EXCERPT PROVIDED »
Content starts

This type of research begs the question, “How does this compare with other meats?” This is difficult to answer in a strictly objective manner because of the many factors that influence nutritional composition (age, sex, type of feed, individual muscle, etc.). In order to be the most objective, I have given an example comparison that was conducted in our laboratory under the same conditions. Furthermore, the comparison was done on the type of meat that is normally found in the stores and is available to us as consumers. This is only a partial list of all the nutrients. As you can see, bison compares quite favorably with the other meats studied.
Minerals are an important part of the nutrient composition of animals. They are essential for many metabolic reactions. Information on three of these minerals is required for nutritional labeling, but other minerals may be included if you so desire. We have analyzed for 10 different minerals, and, as suspected, bison compares very favorably with other animals. Bison is low in calcium relative to Recommended Daily Requirements (RDA), ranging from 4.1 mg/100 gm in the clod muscle to 5.9 mg/100 gm in the ribeye. It is an excellent source of iron, containing around 3 mg/100 gm in the various muscles analyzed. Sodium has been criticized as contributing to hypertension. Bison is low in sodium, ranging from 48 to 60 mg/100 gm in the ribeye and clod muscles, respectively.

Content ends

WORK TO COMPLETE »
1. Answer these questions from the bison nutrition excerpt:
(a) What type of meat was used for the comparison?
(b) How many different minerals were analyzed?
(c) About how much iron does bison contain?
2. Reproduce the part of the bison nutrition excerpt that begins at the words "Minerals are an" and ends after the words "clod muscles, respectively.".
The lines that come next play no part in this.

(Saved entries)
Content starts

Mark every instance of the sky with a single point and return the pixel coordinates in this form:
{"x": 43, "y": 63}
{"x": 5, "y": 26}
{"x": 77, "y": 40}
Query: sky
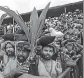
{"x": 23, "y": 6}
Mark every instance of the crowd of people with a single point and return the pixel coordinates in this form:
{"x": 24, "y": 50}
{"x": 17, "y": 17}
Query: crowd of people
{"x": 53, "y": 55}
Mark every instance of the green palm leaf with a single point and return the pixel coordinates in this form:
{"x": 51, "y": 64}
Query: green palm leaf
{"x": 41, "y": 20}
{"x": 2, "y": 18}
{"x": 17, "y": 19}
{"x": 33, "y": 27}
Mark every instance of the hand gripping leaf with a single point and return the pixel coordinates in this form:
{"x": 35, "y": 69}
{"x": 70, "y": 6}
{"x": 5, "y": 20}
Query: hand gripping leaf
{"x": 2, "y": 18}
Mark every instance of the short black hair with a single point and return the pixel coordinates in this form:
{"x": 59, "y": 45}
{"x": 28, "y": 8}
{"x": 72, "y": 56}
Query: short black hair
{"x": 8, "y": 43}
{"x": 50, "y": 47}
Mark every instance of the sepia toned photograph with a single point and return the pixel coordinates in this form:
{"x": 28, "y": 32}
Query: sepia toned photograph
{"x": 41, "y": 39}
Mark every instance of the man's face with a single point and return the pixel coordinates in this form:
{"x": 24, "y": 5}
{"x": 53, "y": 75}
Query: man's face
{"x": 69, "y": 47}
{"x": 10, "y": 49}
{"x": 22, "y": 55}
{"x": 47, "y": 53}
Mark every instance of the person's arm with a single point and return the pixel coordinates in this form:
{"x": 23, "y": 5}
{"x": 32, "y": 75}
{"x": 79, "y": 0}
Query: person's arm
{"x": 32, "y": 76}
{"x": 42, "y": 71}
{"x": 58, "y": 68}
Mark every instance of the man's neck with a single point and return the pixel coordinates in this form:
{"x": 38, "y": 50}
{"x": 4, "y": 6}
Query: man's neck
{"x": 46, "y": 61}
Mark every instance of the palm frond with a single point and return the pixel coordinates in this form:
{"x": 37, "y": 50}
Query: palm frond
{"x": 2, "y": 18}
{"x": 41, "y": 20}
{"x": 17, "y": 19}
{"x": 33, "y": 27}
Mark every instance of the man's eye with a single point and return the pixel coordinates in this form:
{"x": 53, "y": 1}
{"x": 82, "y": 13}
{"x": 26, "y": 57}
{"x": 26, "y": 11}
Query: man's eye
{"x": 51, "y": 51}
{"x": 45, "y": 50}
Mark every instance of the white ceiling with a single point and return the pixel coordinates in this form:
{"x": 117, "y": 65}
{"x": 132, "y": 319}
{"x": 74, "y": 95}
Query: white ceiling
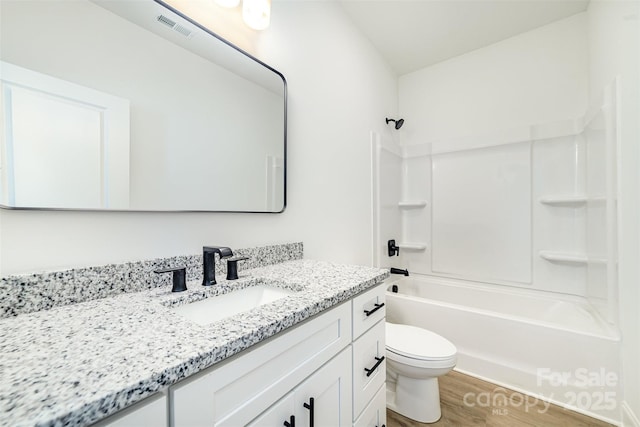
{"x": 413, "y": 34}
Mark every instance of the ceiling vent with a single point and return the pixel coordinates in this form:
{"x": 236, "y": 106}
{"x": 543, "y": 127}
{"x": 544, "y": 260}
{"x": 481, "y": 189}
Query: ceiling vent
{"x": 168, "y": 22}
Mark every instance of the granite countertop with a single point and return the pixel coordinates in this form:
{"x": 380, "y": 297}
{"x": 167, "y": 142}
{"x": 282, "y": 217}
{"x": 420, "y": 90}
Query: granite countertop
{"x": 77, "y": 364}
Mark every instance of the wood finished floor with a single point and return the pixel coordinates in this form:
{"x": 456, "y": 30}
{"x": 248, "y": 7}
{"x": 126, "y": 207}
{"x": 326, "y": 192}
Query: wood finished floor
{"x": 455, "y": 412}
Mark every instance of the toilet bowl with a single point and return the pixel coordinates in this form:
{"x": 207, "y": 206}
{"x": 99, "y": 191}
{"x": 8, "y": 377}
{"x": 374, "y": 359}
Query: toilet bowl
{"x": 416, "y": 358}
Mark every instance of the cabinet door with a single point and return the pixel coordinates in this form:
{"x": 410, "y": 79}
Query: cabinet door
{"x": 278, "y": 413}
{"x": 330, "y": 388}
{"x": 241, "y": 388}
{"x": 368, "y": 309}
{"x": 368, "y": 353}
{"x": 375, "y": 414}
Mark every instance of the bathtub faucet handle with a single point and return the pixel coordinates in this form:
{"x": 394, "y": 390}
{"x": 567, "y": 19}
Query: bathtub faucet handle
{"x": 392, "y": 248}
{"x": 394, "y": 270}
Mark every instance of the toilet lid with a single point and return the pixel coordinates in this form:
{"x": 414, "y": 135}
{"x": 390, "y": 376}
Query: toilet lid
{"x": 418, "y": 343}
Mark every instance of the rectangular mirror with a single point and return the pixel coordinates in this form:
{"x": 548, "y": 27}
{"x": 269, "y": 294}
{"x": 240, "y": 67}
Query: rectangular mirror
{"x": 129, "y": 105}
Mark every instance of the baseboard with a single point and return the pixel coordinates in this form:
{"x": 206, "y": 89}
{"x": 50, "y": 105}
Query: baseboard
{"x": 629, "y": 418}
{"x": 524, "y": 381}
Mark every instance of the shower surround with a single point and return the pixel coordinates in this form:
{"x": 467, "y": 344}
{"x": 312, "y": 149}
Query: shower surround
{"x": 529, "y": 211}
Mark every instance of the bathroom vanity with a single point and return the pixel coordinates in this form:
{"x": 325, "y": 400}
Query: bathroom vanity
{"x": 313, "y": 357}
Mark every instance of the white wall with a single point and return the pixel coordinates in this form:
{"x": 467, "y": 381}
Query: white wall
{"x": 339, "y": 90}
{"x": 614, "y": 37}
{"x": 535, "y": 77}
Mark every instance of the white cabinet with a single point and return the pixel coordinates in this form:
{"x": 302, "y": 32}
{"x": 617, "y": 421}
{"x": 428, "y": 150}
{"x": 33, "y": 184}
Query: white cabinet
{"x": 320, "y": 400}
{"x": 369, "y": 364}
{"x": 368, "y": 309}
{"x": 369, "y": 367}
{"x": 336, "y": 358}
{"x": 235, "y": 391}
{"x": 375, "y": 414}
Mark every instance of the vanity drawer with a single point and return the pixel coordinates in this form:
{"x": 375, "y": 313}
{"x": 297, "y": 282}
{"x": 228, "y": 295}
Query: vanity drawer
{"x": 375, "y": 414}
{"x": 368, "y": 353}
{"x": 368, "y": 309}
{"x": 243, "y": 387}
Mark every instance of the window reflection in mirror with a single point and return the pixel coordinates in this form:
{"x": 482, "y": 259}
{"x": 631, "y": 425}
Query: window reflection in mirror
{"x": 126, "y": 105}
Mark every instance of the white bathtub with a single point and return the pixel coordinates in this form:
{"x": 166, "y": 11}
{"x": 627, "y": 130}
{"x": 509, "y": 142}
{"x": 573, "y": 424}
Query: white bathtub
{"x": 556, "y": 347}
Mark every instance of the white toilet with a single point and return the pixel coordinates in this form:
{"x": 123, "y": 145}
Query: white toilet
{"x": 415, "y": 359}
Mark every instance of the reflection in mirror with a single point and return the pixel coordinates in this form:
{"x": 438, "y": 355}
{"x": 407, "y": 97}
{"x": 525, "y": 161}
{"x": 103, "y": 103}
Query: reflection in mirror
{"x": 127, "y": 105}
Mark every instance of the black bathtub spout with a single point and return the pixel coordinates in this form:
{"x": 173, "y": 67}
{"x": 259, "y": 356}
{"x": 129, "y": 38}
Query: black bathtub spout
{"x": 394, "y": 270}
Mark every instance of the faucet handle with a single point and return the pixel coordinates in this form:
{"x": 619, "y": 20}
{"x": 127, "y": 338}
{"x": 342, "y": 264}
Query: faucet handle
{"x": 232, "y": 267}
{"x": 179, "y": 277}
{"x": 222, "y": 250}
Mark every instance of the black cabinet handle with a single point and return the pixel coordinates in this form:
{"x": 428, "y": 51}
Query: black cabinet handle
{"x": 377, "y": 307}
{"x": 310, "y": 407}
{"x": 291, "y": 422}
{"x": 370, "y": 371}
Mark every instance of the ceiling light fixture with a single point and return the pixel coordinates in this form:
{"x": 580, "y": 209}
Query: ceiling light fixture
{"x": 228, "y": 3}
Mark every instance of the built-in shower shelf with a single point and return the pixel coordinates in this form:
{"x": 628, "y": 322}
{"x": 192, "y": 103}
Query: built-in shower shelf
{"x": 411, "y": 204}
{"x": 412, "y": 246}
{"x": 570, "y": 199}
{"x": 570, "y": 258}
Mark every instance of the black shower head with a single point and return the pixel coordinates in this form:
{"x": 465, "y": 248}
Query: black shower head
{"x": 398, "y": 122}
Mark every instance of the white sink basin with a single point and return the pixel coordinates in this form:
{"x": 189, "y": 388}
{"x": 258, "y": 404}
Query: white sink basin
{"x": 218, "y": 307}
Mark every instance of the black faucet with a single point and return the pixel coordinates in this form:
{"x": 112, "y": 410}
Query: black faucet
{"x": 392, "y": 248}
{"x": 209, "y": 262}
{"x": 179, "y": 278}
{"x": 394, "y": 270}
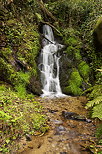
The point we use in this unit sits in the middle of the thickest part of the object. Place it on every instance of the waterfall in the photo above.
(49, 65)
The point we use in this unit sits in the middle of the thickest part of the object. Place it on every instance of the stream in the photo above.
(65, 136)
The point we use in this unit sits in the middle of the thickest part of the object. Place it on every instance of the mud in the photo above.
(65, 136)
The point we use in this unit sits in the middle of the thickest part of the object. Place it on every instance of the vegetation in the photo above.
(78, 24)
(18, 117)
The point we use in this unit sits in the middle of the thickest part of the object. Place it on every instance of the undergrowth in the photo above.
(18, 117)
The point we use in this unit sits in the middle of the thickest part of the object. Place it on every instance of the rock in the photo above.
(98, 30)
(74, 116)
(28, 137)
(52, 111)
(57, 122)
(60, 130)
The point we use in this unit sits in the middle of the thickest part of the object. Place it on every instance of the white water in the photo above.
(49, 65)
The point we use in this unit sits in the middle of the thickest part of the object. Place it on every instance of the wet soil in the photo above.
(65, 136)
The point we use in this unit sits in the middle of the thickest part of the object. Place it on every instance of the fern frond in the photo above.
(95, 101)
(97, 111)
(97, 91)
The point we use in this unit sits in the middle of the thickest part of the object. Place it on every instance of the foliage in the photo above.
(15, 119)
(74, 82)
(84, 69)
(96, 101)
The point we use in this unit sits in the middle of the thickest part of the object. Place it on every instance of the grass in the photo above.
(18, 117)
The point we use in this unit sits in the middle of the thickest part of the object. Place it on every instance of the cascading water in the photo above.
(49, 65)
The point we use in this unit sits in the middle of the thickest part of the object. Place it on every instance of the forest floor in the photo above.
(65, 136)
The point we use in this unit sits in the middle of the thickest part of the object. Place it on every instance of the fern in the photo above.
(93, 102)
(97, 91)
(97, 111)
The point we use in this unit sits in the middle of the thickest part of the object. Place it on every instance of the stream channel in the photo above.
(65, 135)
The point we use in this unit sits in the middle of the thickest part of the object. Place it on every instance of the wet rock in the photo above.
(60, 130)
(74, 116)
(52, 111)
(28, 137)
(57, 122)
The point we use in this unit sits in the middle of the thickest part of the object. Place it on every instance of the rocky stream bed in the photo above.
(67, 134)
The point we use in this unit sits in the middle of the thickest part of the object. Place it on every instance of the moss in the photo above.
(8, 73)
(75, 78)
(73, 89)
(71, 41)
(75, 81)
(84, 70)
(77, 55)
(18, 117)
(98, 30)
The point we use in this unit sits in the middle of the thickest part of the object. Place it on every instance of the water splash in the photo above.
(49, 65)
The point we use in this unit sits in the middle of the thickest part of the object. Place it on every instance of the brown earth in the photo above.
(65, 136)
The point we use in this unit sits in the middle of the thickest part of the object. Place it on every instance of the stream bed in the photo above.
(65, 135)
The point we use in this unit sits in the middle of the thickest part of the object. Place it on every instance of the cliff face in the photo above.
(20, 42)
(20, 45)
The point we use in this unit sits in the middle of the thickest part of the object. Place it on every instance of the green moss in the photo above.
(75, 81)
(84, 70)
(6, 53)
(71, 41)
(75, 78)
(16, 119)
(8, 73)
(73, 89)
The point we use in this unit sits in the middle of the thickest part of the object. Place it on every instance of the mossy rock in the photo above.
(75, 78)
(73, 89)
(98, 30)
(84, 70)
(77, 55)
(72, 41)
(75, 82)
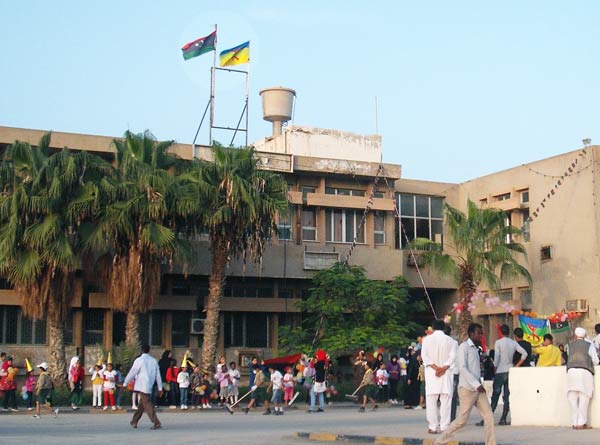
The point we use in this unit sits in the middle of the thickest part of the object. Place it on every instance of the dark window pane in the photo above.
(257, 330)
(68, 329)
(407, 205)
(40, 333)
(422, 206)
(156, 328)
(408, 224)
(437, 207)
(93, 327)
(181, 325)
(228, 325)
(144, 328)
(12, 319)
(26, 331)
(437, 228)
(119, 321)
(350, 229)
(423, 228)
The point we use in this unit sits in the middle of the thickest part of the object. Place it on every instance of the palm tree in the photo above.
(484, 252)
(137, 227)
(43, 199)
(240, 203)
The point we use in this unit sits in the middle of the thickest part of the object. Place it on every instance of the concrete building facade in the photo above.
(330, 176)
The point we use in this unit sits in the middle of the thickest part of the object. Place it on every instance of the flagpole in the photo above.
(247, 97)
(212, 90)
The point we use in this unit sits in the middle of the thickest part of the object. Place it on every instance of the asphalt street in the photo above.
(219, 427)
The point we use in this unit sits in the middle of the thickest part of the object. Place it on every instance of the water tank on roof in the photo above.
(278, 104)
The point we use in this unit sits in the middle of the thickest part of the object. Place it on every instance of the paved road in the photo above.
(218, 427)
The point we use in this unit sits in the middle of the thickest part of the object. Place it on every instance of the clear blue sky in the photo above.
(465, 88)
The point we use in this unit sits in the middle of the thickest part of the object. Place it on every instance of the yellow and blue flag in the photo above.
(236, 56)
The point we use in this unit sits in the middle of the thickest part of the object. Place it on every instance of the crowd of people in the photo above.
(434, 374)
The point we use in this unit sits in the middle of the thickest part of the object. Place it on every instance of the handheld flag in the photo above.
(534, 329)
(199, 46)
(236, 56)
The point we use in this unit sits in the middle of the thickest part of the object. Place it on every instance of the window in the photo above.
(247, 329)
(504, 295)
(15, 328)
(546, 253)
(379, 227)
(507, 223)
(284, 225)
(420, 217)
(342, 225)
(309, 224)
(525, 227)
(180, 333)
(286, 293)
(344, 192)
(93, 327)
(525, 296)
(150, 328)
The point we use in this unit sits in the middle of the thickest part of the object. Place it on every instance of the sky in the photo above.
(463, 88)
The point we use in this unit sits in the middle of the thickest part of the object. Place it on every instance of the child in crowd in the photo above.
(109, 378)
(120, 378)
(43, 391)
(172, 372)
(368, 390)
(288, 385)
(30, 381)
(277, 386)
(382, 379)
(195, 388)
(76, 377)
(234, 375)
(223, 381)
(183, 379)
(205, 391)
(96, 378)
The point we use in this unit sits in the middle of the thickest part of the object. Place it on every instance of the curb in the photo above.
(383, 440)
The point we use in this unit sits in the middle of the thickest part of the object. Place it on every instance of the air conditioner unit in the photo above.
(577, 305)
(197, 326)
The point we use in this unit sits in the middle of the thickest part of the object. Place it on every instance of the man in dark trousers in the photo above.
(525, 345)
(145, 372)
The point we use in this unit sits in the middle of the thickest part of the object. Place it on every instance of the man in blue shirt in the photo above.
(145, 372)
(470, 390)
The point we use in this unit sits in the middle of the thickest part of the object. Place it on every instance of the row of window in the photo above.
(420, 216)
(244, 329)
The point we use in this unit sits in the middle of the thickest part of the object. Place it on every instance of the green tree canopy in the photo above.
(353, 312)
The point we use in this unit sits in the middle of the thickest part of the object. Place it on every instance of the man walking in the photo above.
(470, 391)
(518, 333)
(580, 378)
(505, 349)
(438, 353)
(548, 354)
(145, 372)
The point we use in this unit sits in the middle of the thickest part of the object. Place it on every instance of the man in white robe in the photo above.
(580, 378)
(438, 352)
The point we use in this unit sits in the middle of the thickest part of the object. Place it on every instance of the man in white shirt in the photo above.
(505, 349)
(580, 378)
(438, 352)
(470, 391)
(145, 372)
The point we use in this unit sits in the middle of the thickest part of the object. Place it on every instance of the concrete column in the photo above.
(108, 323)
(167, 330)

Content ends

SOLUTIONS TO THE EXERCISE »
1.
(a) The type of meat normally found in the stores and available to consumers.
(b) 10.
(c) Around 3 mg/100 gm in the various muscles analyzed.

2.
Minerals are an important part of the nutrient composition of animals. They are essential for many metabolic reactions. Information on three of these minerals is required for nutritional labeling, but other minerals may be included if you so desire. We have analyzed for 10 different minerals, and, as suspected, bison compares very favorably with other animals. Bison is low in calcium relative to Recommended Daily Requirements (RDA), ranging from 4.1 mg/100 gm in the clod muscle to 5.9 mg/100 gm in the ribeye. It is an excellent source of iron, containing around 3 mg/100 gm in the various muscles analyzed. Sodium has been criticized as contributing to hypertension. Bison is low in sodium, ranging from 48 to 60 mg/100 gm in the ribeye and clod muscles, respectively.